▸ **TASK REQUIREMENTS**
Please repeat everything from the line containing "In this photo, each instance of the uniform collar" down to the end of the items, swapping "corrugated metal roof" for "sheet metal roof" and changing nothing else.

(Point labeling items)
↓

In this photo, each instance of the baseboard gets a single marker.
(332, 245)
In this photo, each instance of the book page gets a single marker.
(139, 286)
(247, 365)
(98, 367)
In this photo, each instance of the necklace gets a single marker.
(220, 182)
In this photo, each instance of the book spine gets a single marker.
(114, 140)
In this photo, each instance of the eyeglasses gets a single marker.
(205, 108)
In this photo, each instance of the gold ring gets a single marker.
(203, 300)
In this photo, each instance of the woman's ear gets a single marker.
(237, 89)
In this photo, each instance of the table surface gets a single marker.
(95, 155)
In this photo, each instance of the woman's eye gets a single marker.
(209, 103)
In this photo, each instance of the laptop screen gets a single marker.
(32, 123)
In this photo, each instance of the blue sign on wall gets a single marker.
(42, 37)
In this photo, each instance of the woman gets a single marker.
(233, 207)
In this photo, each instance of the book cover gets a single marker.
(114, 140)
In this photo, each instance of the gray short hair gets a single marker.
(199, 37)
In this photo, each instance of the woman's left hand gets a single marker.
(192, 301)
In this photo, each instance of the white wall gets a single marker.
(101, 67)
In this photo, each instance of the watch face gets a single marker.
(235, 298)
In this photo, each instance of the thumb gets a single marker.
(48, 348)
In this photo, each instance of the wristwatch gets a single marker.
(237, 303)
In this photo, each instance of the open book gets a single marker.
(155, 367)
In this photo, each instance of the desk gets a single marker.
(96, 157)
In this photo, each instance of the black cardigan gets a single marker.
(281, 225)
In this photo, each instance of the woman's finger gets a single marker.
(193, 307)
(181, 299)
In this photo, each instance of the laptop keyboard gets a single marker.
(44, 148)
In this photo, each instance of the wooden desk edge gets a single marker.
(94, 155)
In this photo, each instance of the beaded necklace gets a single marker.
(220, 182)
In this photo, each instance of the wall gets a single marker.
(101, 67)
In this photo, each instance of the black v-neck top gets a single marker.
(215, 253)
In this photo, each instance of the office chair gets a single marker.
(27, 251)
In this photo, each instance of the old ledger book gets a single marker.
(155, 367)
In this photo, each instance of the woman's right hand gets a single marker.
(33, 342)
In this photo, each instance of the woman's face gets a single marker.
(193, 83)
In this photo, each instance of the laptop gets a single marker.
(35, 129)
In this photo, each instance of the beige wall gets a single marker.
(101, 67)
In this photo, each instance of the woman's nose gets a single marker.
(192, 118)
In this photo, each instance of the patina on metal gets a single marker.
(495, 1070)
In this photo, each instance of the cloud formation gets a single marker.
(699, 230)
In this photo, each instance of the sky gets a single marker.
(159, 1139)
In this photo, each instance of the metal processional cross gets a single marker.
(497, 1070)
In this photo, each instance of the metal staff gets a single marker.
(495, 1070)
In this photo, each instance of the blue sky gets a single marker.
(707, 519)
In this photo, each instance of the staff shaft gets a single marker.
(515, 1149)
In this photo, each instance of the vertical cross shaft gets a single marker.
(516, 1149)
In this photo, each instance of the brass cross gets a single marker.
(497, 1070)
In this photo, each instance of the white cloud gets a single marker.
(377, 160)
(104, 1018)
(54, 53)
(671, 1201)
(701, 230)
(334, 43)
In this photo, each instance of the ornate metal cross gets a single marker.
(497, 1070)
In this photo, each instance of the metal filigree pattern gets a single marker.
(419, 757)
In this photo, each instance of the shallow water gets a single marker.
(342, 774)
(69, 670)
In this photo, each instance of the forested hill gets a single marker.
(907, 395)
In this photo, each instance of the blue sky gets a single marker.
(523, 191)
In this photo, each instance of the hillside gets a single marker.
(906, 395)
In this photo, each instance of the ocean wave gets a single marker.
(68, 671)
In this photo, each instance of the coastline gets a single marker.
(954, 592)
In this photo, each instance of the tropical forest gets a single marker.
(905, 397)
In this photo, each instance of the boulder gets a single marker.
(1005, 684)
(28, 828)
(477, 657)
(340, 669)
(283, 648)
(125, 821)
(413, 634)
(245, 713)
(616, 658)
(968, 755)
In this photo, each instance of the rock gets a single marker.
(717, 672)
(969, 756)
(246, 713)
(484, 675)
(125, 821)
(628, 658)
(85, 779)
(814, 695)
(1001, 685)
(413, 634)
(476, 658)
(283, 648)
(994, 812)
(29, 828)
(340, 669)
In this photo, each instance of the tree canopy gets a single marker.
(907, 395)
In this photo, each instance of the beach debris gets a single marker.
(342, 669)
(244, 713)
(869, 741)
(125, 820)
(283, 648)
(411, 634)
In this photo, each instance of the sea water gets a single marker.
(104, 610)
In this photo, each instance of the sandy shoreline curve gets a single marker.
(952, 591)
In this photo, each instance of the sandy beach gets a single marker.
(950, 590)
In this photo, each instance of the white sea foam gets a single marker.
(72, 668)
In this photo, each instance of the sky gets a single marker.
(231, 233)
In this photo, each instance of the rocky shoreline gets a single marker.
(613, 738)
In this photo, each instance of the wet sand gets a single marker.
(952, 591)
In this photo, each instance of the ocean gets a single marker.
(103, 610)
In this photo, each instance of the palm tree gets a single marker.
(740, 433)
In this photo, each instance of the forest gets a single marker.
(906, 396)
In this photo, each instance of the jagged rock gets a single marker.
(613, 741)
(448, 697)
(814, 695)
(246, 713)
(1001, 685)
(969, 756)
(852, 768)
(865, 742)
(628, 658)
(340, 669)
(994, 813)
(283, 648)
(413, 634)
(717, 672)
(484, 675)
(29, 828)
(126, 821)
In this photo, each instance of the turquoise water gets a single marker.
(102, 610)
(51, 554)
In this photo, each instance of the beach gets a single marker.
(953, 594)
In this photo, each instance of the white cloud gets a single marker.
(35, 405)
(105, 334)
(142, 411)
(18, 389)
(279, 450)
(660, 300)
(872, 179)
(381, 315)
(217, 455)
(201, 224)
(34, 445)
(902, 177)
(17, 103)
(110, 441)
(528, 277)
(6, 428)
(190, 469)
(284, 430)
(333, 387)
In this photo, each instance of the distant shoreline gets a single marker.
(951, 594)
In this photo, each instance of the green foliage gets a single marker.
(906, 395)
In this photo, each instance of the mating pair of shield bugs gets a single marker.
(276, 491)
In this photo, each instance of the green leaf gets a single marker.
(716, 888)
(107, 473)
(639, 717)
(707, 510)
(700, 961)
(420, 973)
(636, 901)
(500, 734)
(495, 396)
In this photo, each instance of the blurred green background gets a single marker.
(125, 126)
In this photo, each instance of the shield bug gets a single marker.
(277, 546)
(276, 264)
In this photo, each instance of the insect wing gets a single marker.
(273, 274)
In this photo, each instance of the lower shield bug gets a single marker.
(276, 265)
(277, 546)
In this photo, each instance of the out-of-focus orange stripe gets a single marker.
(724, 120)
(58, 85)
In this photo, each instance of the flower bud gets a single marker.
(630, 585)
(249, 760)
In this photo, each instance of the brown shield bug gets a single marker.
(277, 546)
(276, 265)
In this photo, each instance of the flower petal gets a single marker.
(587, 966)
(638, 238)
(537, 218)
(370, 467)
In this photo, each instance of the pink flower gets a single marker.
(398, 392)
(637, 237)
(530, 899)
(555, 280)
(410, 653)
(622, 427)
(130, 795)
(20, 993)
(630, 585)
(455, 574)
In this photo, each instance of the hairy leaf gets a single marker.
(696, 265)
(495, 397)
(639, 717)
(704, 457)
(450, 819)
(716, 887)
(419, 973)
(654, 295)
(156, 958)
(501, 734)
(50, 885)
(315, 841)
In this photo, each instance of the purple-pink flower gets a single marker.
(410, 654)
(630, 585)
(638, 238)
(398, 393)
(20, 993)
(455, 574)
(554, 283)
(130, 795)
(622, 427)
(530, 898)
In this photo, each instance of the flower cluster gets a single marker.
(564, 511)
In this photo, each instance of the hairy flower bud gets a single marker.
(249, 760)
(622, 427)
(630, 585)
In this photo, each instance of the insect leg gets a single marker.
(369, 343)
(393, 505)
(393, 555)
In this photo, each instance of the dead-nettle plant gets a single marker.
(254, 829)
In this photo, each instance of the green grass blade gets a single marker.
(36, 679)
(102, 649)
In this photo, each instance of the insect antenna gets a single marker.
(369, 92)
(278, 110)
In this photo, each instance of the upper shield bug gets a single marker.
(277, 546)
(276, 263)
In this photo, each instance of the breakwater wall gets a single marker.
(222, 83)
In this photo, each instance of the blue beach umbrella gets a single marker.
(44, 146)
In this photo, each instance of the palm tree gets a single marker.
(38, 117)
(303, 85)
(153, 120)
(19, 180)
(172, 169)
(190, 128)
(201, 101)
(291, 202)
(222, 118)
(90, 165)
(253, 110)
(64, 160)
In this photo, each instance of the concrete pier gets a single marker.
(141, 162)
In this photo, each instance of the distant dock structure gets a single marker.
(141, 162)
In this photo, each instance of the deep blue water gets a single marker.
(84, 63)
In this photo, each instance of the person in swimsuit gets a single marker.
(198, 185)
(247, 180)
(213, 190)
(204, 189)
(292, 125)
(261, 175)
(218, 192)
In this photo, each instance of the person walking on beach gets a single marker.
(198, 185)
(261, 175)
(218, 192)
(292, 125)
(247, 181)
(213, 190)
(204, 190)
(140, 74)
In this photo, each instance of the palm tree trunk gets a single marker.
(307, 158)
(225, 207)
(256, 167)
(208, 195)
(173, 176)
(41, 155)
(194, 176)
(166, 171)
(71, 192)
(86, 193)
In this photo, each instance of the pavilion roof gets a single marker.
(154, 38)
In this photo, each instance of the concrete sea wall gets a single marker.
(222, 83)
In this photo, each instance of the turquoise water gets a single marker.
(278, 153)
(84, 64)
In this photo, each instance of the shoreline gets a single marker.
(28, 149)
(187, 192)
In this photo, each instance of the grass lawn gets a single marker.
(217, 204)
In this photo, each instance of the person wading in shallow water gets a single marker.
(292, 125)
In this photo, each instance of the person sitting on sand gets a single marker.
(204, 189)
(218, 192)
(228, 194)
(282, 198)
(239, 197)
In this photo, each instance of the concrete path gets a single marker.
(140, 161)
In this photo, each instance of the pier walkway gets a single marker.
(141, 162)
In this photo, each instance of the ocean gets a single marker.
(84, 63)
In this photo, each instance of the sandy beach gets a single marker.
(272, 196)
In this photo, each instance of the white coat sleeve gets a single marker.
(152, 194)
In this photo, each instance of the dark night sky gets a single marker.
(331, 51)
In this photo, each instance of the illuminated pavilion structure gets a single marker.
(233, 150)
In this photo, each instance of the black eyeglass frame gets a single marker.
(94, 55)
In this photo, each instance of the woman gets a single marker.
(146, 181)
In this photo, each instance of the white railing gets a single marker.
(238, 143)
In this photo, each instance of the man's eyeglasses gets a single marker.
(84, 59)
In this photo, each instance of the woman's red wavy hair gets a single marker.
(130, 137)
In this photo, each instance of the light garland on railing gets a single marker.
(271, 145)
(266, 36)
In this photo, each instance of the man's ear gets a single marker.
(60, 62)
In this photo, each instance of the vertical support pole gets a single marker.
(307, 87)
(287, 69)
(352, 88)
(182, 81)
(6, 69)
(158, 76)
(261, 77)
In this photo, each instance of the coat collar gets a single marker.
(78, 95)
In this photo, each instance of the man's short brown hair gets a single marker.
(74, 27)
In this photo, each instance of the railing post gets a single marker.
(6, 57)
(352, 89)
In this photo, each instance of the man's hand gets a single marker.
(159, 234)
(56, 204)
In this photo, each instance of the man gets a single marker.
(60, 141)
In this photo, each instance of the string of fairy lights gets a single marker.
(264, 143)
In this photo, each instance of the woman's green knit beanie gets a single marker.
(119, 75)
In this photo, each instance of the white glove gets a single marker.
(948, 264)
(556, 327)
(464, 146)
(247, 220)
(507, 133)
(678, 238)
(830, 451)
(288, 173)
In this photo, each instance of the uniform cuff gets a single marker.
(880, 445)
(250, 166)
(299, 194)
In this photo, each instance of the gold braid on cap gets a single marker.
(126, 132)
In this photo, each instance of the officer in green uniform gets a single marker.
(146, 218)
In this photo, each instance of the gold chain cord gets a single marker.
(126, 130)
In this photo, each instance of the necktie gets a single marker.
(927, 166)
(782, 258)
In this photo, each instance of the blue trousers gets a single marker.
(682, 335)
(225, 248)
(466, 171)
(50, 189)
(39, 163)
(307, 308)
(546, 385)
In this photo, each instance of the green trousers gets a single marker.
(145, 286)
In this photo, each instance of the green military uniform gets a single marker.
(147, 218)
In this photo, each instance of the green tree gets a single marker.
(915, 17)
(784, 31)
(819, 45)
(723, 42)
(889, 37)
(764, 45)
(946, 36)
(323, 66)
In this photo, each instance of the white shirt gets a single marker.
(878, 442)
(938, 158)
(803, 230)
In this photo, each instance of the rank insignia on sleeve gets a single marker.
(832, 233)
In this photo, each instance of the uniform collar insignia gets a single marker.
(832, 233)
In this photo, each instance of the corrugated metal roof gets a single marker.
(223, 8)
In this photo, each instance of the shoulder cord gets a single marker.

↑

▸ **PROBLEM SOLUTION**
In this photo, each instance of the uniform collar insignia gets a single marker.
(832, 233)
In this photo, each instance of the sheet metal roof gets a single marker.
(223, 8)
In this photo, each instance of the shoulder cord gets a single marker.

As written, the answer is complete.